### Complete the following
(a) Answer these questions from the passage on learning vibrato, one line each:
(i) What metronome setting does it give?
(ii) In the rubbing exercise, what is the only part you should move?
(iii) Which finger is used for the long, slow, high vibrato?
(b) Decide whether each statement agrees with the passage on learning vibrato. Answer yes or no and quote the words that settle it.
(i) Vibrato should begin narrow and fast.
(ii) The long, slow, high vibrato step comes with a video.
(iii) Slower pieces generally call for slower vibrato.
(c) Resume the passage on learning vibrato, starting right after its last sentence.

### Excerpted passage
....

Here's the golden secret: Start slow. And keep it slow. There are actually different "degrees" of vibrato (wide slow, wide fast, narrow slow, narrow fast...) but for now, it should be extremely wide (too wide?) and extremely slow (too slow.)

There are two steps that I have been taking to learn vibrato, and I will attach a link to the source.

  1. Rubbing.

To get the movement right, put your instrument under your chin and drop the bow. Put your thumb under the wood and hold the instrument's body, right next to the neck. Then slide your fingers back and forth, forward and backward, on the wood of the instrument. The point here is to only move your wrist. This is hard; it's not really natural. That's why we practice it.

Video:

  1. Long, slow, high vibrato.

No video for this one, but it's easier to understand. A few steps:

  • Set your metronome for 60
  • Get up into 5th position
  • Using your second finger, play a very slow vibrato - one movement per beat
  • Double this to two movements, then four, all the way until eight. Although this may feel slow, this is about the pace that you want to take most vibrato, although slower pieces generally have slower vibrato, and quicker pieces faster vibrato.

....

### Recorded data
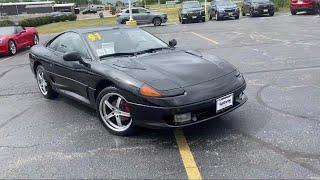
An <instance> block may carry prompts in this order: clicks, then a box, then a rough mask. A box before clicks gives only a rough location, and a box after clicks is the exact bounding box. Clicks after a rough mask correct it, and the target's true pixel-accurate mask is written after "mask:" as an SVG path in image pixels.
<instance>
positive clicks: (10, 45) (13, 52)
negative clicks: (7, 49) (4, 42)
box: [9, 41, 17, 55]
mask: <svg viewBox="0 0 320 180" xmlns="http://www.w3.org/2000/svg"><path fill="white" fill-rule="evenodd" d="M9 50H10V53H11V54H12V55H14V54H16V53H17V47H16V44H15V43H14V42H13V41H9Z"/></svg>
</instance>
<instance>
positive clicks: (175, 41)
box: [169, 39, 178, 47]
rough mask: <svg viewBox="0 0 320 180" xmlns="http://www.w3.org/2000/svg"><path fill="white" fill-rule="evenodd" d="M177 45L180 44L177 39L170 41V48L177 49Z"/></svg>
mask: <svg viewBox="0 0 320 180" xmlns="http://www.w3.org/2000/svg"><path fill="white" fill-rule="evenodd" d="M177 44H178V42H177V40H175V39H172V40H170V41H169V46H170V47H175V46H176V45H177Z"/></svg>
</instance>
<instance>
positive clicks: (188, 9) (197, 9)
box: [182, 7, 204, 13]
mask: <svg viewBox="0 0 320 180" xmlns="http://www.w3.org/2000/svg"><path fill="white" fill-rule="evenodd" d="M202 10H204V8H203V7H199V8H188V9H182V12H183V13H191V12H198V11H202Z"/></svg>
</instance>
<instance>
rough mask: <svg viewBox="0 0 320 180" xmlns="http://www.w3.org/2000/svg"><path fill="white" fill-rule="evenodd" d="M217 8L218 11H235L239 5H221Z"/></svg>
mask: <svg viewBox="0 0 320 180" xmlns="http://www.w3.org/2000/svg"><path fill="white" fill-rule="evenodd" d="M217 8H218V9H221V10H223V9H235V8H237V5H235V4H234V5H232V4H230V5H219V6H217Z"/></svg>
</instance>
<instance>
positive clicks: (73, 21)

....

### Responses for each task
(a)
(i) 60
(ii) The wrist
(iii) The second finger

(b)
(i) No: "it should be extremely wide (too wide?) and extremely slow (too slow.)"
(ii) No: "No video for this one"
(iii) Yes: "slower pieces generally have slower vibrato"

(c)
Do this last one every day before you play anything else for at least one minute (your hand may be a little sore -- just make sure that you only move your wrist on both of these exercises for now. One problem that I struggle with is trying to do both a wrist vibrato and a full arm vibrato at the same time, and that put my wrist out for a week.) and you will be amazed at how fast it will start carrying into your other playing.

Here's a good page to look at (you will find that first exercise as well as a plethora of other good ones here): http://www.violinmasterclass.com/en/masterclasses/left-hand/vibrato

Happy viola-ing! Or, uh, viola playing! Or, dang it, whatever it is.